● EXERCISE DESCRIPTION: Report each line from the data below that holds the word "query".

++++++++

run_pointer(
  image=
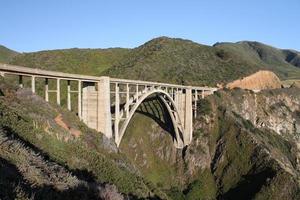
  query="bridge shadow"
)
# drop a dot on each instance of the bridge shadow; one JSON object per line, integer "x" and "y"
{"x": 154, "y": 108}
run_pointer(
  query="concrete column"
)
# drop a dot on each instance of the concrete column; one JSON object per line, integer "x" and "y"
{"x": 127, "y": 100}
{"x": 79, "y": 100}
{"x": 69, "y": 95}
{"x": 58, "y": 91}
{"x": 46, "y": 90}
{"x": 137, "y": 91}
{"x": 90, "y": 104}
{"x": 195, "y": 103}
{"x": 104, "y": 113}
{"x": 188, "y": 125}
{"x": 20, "y": 81}
{"x": 33, "y": 84}
{"x": 117, "y": 114}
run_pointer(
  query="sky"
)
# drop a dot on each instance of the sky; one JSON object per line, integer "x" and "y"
{"x": 33, "y": 25}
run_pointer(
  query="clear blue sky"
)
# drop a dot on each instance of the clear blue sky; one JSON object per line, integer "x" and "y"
{"x": 32, "y": 25}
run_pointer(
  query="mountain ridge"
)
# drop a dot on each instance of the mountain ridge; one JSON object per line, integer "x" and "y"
{"x": 173, "y": 60}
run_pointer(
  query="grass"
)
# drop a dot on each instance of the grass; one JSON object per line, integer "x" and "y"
{"x": 168, "y": 60}
{"x": 28, "y": 121}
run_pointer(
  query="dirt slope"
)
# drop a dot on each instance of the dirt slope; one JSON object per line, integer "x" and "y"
{"x": 257, "y": 81}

++++++++

● RESPONSE BELOW:
  query="bridge shadow"
  query="concrete column"
  query="sky"
  query="clear blue sky"
  query="mountain ridge"
  query="grass"
  query="dirt slope"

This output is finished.